**Requirement**
Answer these questions from the passage on immortal time bias.
(a) According to the opening definition, what kind of study is designed in a way that causes this bias?
(b) In what kind of studies does the passage say this is common?
(c) In whose favor are observed effects distorted?

**Excerpt to read**
-=-=-=-=-

Immortal time bias

A distortion that modifies an association between an exposure and an outcome, caused when a cohort study is designed so that follow-up includes a period of time where participants in the exposed group cannot experience the outcome and are essentially ‘immortal’.

Background

‘Immortal time’ is when participants of a cohort study cannot experience the outcome during some period of follow-up time. When immortal time is misclassified or excluded during analysis, immortal time bias leads to a biased association. This usually happens when researchers assign participants to treated or exposed groups by using information that is observed after the participant enters the study (after time-zero). This is common in pharmacoepidemiological studies where there is a delay in classifying participants as ‘treated’ until they fill their first prescription some time after entering the study. Because these participants must have survived (be alive or event-free) the time between entering the cohort and filling their first prescription, they are considered ‘immortal’ and contribute ‘immortal time’ to the treated group by design. Bias is introduced when this period of ‘immortality’ is misclassified or excluded during analysis, resulting in a distortion of observed effects in favour of the treatment (or exposure) under study by conferring a spurious survival advantage to the treated (or exposed) group (Figure 1).

-=-=-=-=-

**Recorded data**
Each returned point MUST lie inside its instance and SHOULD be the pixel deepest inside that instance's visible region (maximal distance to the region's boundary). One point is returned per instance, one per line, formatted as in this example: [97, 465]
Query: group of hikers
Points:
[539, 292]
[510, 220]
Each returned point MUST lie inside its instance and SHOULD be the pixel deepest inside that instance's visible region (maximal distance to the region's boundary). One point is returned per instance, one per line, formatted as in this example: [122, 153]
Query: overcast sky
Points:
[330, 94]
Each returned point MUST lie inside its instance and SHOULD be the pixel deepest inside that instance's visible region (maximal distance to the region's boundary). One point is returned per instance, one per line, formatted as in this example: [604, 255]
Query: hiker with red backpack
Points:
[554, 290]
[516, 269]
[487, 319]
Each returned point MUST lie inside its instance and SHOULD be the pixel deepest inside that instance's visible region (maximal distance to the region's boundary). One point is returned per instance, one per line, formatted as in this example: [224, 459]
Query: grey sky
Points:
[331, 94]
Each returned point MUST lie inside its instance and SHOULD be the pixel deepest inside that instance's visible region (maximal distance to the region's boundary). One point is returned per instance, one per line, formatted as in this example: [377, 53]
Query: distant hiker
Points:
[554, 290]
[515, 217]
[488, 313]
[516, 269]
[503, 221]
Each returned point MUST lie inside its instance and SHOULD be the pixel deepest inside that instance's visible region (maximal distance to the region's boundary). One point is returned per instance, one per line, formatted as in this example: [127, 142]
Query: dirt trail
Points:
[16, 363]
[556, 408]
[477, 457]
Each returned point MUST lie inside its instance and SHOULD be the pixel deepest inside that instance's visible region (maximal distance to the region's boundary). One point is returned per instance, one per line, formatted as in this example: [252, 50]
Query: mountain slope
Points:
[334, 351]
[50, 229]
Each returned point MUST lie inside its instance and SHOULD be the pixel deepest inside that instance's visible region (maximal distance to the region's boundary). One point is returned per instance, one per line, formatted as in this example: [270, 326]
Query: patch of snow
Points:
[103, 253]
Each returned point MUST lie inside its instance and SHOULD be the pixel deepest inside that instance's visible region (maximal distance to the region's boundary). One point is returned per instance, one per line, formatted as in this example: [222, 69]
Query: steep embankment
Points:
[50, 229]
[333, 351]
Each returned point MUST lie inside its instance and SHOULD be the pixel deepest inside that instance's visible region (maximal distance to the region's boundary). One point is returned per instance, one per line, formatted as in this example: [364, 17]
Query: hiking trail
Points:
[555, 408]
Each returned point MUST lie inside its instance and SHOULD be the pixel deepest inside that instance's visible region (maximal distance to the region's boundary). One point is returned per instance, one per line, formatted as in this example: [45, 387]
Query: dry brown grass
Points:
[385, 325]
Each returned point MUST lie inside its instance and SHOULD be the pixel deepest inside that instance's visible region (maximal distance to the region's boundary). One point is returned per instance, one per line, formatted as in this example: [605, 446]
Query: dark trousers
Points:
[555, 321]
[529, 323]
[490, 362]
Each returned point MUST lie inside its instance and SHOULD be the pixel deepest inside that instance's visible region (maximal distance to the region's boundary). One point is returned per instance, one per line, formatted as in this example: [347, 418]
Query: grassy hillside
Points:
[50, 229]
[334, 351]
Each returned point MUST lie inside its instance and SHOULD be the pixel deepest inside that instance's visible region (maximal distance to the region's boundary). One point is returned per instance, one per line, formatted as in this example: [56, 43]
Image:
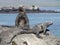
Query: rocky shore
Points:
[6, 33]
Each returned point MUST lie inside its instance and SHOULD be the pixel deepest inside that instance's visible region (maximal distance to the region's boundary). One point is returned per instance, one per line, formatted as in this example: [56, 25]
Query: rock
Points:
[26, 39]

-=-=-=-=-

**Result of the task**
(a) A cohort study.
(b) Pharmacoepidemiological studies.
(c) In favor of the treatment (or exposure) under study.